■ **Work order**
Could you restate the entries below word for word and leave the images out?
Exercise data section start
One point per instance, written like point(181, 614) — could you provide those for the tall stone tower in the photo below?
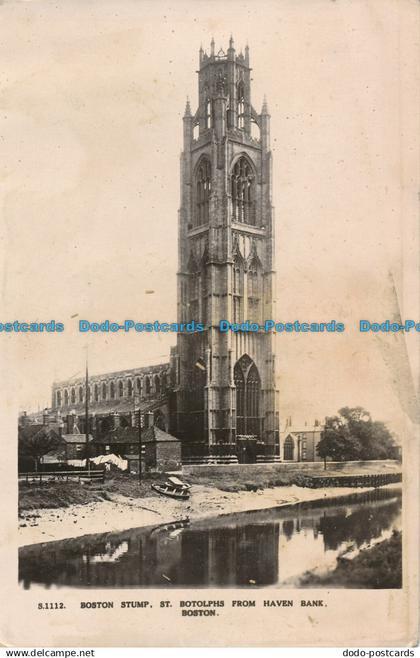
point(225, 382)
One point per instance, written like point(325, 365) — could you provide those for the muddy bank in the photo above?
point(122, 512)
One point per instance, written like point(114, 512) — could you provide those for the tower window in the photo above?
point(208, 115)
point(203, 190)
point(243, 193)
point(237, 291)
point(157, 384)
point(288, 449)
point(147, 385)
point(248, 393)
point(254, 293)
point(241, 106)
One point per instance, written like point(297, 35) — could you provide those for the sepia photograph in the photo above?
point(210, 314)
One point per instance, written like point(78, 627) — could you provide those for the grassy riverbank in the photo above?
point(379, 567)
point(54, 495)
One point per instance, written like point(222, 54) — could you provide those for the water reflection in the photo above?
point(264, 548)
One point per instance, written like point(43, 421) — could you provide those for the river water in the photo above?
point(256, 549)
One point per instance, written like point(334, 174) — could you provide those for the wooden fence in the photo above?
point(92, 475)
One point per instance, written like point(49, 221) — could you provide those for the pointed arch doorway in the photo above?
point(248, 402)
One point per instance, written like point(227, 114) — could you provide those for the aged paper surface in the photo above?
point(92, 110)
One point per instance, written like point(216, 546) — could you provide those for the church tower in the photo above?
point(225, 381)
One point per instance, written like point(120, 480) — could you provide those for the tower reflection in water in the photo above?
point(250, 549)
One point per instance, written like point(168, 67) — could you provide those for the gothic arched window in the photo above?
point(241, 105)
point(208, 115)
point(157, 384)
point(238, 285)
point(248, 393)
point(147, 386)
point(243, 192)
point(288, 449)
point(203, 190)
point(254, 292)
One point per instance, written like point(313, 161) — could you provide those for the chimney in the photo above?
point(116, 421)
point(70, 423)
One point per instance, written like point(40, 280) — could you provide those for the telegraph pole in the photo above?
point(87, 414)
point(140, 437)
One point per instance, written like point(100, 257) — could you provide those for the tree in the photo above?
point(35, 442)
point(352, 435)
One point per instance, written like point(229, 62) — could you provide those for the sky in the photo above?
point(91, 102)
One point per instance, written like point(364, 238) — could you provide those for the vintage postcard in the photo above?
point(210, 326)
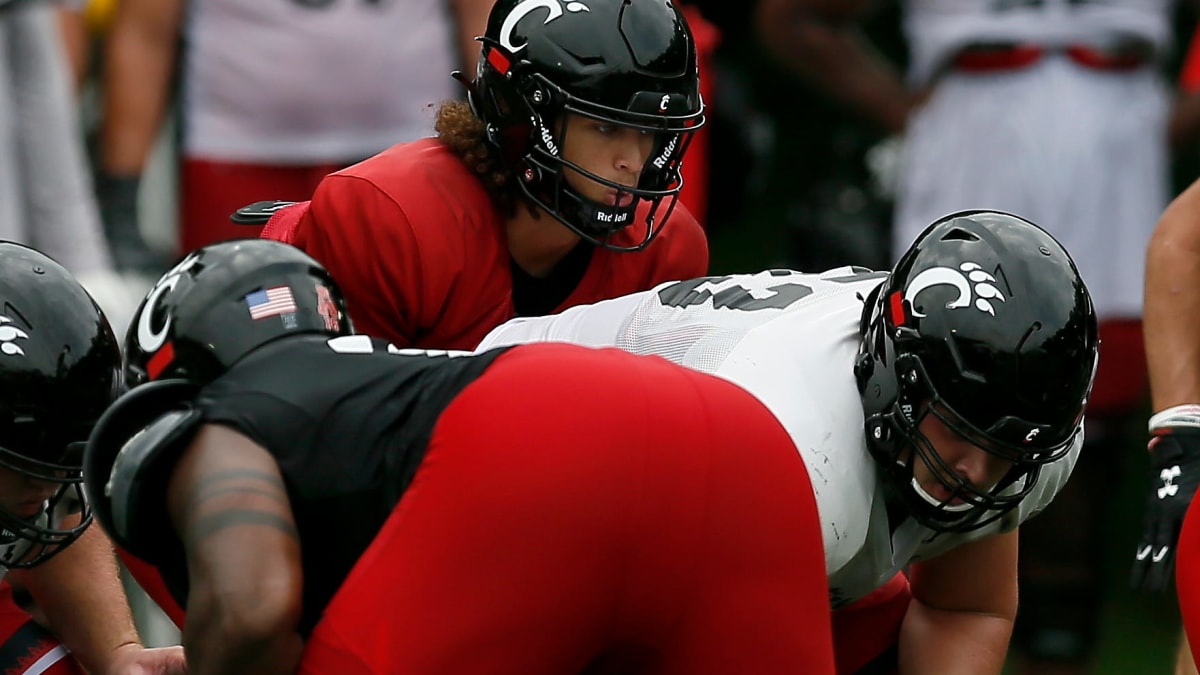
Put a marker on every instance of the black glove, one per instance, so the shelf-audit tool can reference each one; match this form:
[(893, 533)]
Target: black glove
[(1175, 475)]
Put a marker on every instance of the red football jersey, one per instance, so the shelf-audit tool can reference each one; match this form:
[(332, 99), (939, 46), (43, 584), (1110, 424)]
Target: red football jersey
[(419, 249)]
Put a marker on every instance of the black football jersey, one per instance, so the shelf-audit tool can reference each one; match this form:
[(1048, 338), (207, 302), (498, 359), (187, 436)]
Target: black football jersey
[(348, 419)]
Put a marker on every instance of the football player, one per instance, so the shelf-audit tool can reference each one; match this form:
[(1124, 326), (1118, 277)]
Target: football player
[(556, 185), (1173, 351), (538, 509), (60, 365), (936, 406)]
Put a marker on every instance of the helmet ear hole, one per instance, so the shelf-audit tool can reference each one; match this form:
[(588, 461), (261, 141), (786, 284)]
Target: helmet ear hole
[(864, 366)]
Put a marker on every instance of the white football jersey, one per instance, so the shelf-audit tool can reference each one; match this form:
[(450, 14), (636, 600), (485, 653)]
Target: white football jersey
[(791, 340)]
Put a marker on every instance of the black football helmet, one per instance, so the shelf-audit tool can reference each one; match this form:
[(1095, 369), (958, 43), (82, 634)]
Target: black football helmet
[(987, 324), (222, 302), (628, 63), (61, 365)]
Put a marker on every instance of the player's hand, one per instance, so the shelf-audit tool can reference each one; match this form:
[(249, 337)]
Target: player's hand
[(1175, 475), (136, 659)]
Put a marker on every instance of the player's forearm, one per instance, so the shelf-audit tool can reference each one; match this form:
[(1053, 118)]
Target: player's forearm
[(213, 649), (832, 53), (935, 641), (82, 596), (1173, 303), (138, 66)]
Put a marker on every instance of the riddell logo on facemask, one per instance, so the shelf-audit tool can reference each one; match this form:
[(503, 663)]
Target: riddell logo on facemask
[(612, 217), (547, 139), (970, 276)]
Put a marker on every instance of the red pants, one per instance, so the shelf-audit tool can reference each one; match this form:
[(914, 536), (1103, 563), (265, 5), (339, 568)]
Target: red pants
[(211, 191), (1121, 377), (592, 511), (28, 647)]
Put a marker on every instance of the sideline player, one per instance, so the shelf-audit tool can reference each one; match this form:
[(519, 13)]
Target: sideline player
[(557, 185), (959, 378), (60, 364)]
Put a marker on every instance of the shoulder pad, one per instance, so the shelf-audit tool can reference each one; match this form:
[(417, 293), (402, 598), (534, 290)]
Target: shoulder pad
[(129, 459), (258, 213)]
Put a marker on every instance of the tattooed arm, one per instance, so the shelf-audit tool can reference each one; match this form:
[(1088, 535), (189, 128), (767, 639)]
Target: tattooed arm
[(228, 505)]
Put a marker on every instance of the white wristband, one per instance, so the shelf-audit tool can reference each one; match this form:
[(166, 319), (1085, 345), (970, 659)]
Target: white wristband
[(1187, 414)]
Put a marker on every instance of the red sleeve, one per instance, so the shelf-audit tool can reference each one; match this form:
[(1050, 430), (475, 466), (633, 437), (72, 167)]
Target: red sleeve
[(365, 240), (1189, 76), (147, 575), (283, 225)]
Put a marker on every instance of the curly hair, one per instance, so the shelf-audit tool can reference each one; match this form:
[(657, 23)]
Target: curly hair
[(463, 132)]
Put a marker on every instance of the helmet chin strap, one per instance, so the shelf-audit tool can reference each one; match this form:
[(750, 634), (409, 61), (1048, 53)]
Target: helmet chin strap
[(601, 220)]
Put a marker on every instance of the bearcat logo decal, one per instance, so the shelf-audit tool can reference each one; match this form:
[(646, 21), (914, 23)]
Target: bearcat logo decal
[(9, 336), (970, 276)]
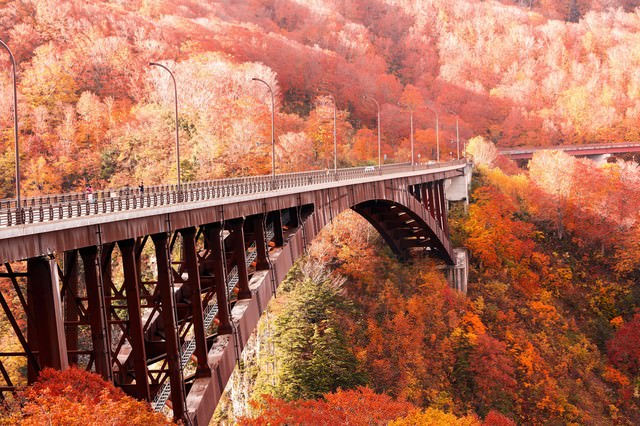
Exercise data section end
■ **Answer to the exercise**
One point per instance, written like point(181, 614) — could you provide those for the tall stone tower in the photo below?
point(225, 382)
One point per instance, written like point(325, 365) — could you provide those for the muddy bank in the photo above?
point(122, 512)
One point per instance, written like point(114, 512) — could you provide those for the tower window in the photo above?
point(208, 115)
point(203, 190)
point(243, 193)
point(237, 291)
point(157, 384)
point(288, 449)
point(147, 385)
point(248, 393)
point(254, 293)
point(241, 106)
One point per instance, written like point(297, 35) — could you provide those for the sepia photograph in the photo above?
point(210, 314)
One point per instance, written like point(78, 627) — could you provide those for the grassy riverbank in the photo above?
point(379, 567)
point(54, 495)
One point per instance, written like point(222, 54) — could you provide those for the water reflection in the photo above?
point(264, 548)
One point per instance, written like point(43, 421) — could you provide those for the river water in the photo above?
point(256, 549)
One point per instance, written like point(334, 174) — could you provide those for the wooden fence in the photo above?
point(92, 475)
One point per instance, written like point(49, 221) — could you provide those for the pointed arch doorway in the photo above?
point(248, 402)
One point per instance, written like point(227, 114) — could you provide those for the aged paper surface in the photo above?
point(92, 110)
One point per instance, written like point(216, 546) — could you provide those for the church tower in the photo above?
point(225, 381)
One point per instance, written like point(120, 480) — could you provide those for the tower reflection in water in the photo above?
point(250, 549)
One point per instance, written like point(168, 67) — could you provide those for the gothic arched window in the photo above?
point(241, 105)
point(208, 115)
point(157, 384)
point(238, 285)
point(248, 393)
point(147, 386)
point(243, 192)
point(288, 449)
point(203, 190)
point(254, 292)
One point per instance, written like point(313, 161) — could you provide those for the chimney in the photo above?
point(116, 421)
point(70, 423)
One point per instance, written like point(40, 280) — could you provide those for the telegraph pole in the photo above?
point(87, 414)
point(140, 437)
One point per instance, written like point(100, 257) — could you provide those for the tree in the photo above?
point(35, 442)
point(352, 435)
One point per instance, written like point(229, 62) — could you provide those for the sky in the photo above?
point(91, 102)
One point per instance, written like point(364, 238) — could you provide those for the vintage postcard in the photo above?
point(210, 326)
Put a marker on every instance of the black glove, one per instance, so the shelf-audit tool can reference each one; match this form:
[(893, 533)]
Target: black glove
[(1175, 475)]
Put a marker on every instance of the red football jersey, one per instance, so the shelf-audit tool can reference each one; match this form:
[(332, 99), (939, 46), (43, 584), (1110, 424)]
Target: red football jersey
[(419, 249)]
Put a marker on every instance of the black football jersey, one per instance, so the shelf-audit tool can reference each one; match this form:
[(1048, 338), (207, 302), (498, 359), (187, 436)]
Target: black football jersey
[(348, 419)]
Put a marker on every instance of the football player, one per instance, so the shelf-audit tool can reference each one; match this form:
[(1124, 326), (1118, 277)]
Target: football player
[(556, 185), (1173, 351), (538, 509), (60, 365), (936, 406)]
Put a marker on every instance of the helmet ear hole, one per instance, so the shelf-audit tool can reference each one; match this form:
[(588, 461), (261, 141), (786, 284)]
Target: helmet ear hole
[(864, 366)]
Put a marker on every instance of the white football jersey, one per instance, so the shelf-audit tool can reference each one; match this form:
[(450, 14), (636, 600), (485, 653)]
Target: white football jersey
[(791, 340)]
Put a marker on every instance of the black football helmet, one per instance, so the shelf-audit tool can reference each one; match this form:
[(1095, 369), (958, 43), (82, 634)]
Target: black football helmet
[(987, 324), (222, 302), (628, 63), (61, 365)]
Put a marker on every instance of the player's hand, one per instance, so the shelf-audit tool can reference each one; match this form:
[(249, 337)]
Target: player's hand
[(1175, 475), (136, 659)]
Put a marker on every instance of the player's forearm, one per instance, so the shelf-audit tool can reference each one; match this form:
[(1053, 118)]
Target: player's forearm
[(213, 649), (832, 53), (935, 641), (82, 596), (1173, 303), (138, 66)]
Put a marker on every instance of the riddell logo on facemask, one per instance, so the shelf-audit tool can reference each one; match this form:
[(503, 663)]
Target: riddell logo on facemask
[(612, 217), (547, 139), (970, 276)]
Put a marker on every instance of the red pants, one per instance, so the shelf-audit tool can reference each one; match this form:
[(914, 536), (1103, 563), (265, 5), (339, 568)]
Target: red pants
[(211, 191), (1121, 377), (592, 511), (28, 647)]
Put a marker on every instance of the sideline player, one per instance, so the shelf-audit tool can reference each one; match this form:
[(519, 13)]
Target: sideline player
[(557, 185), (959, 378), (60, 364)]
Put a marker on every instance of the shoulder pad, one per instance, so the shelf-audit tool can reference each one; match this form:
[(417, 293), (402, 598), (534, 290)]
Target: shoulder pad
[(129, 459), (258, 213)]
Put a marker on every instance of the tattooed arm, one per instance, so the shelf-audit tool can reference each one; match this form:
[(1088, 535), (189, 128), (767, 639)]
Target: tattooed arm
[(228, 505)]
Put a marker on every instance of the white wristband, one per instance, so the shelf-audit tool can reference each one; match this form:
[(166, 319), (1085, 345), (970, 659)]
Target: white wristband
[(1187, 414)]
Put a marker on every instance of the red sleeve, one per instance, so the shelf-audit tool can reference each one; match this form:
[(1050, 430), (475, 466), (633, 437), (72, 167)]
Target: red sleeve
[(365, 240), (1189, 76), (147, 575), (283, 225)]
Put a marker on every instance of the curly hair, one per instance, so the shelf-audit tool can reference each one; match this form:
[(657, 23)]
Target: curly hair
[(463, 132)]
Put a marker on every instance of the helmet chin strap, one per instance, so the shelf-audit tool can reference each one; match this form:
[(750, 634), (409, 61), (1048, 53)]
Target: helmet chin strap
[(601, 220)]
Put a marker on every instance of the bearcat logo decal, one per instance, so the shelf-audit tool can reference each one; match this form:
[(646, 21), (914, 23)]
Target: bearcat logo decal
[(9, 336), (970, 276)]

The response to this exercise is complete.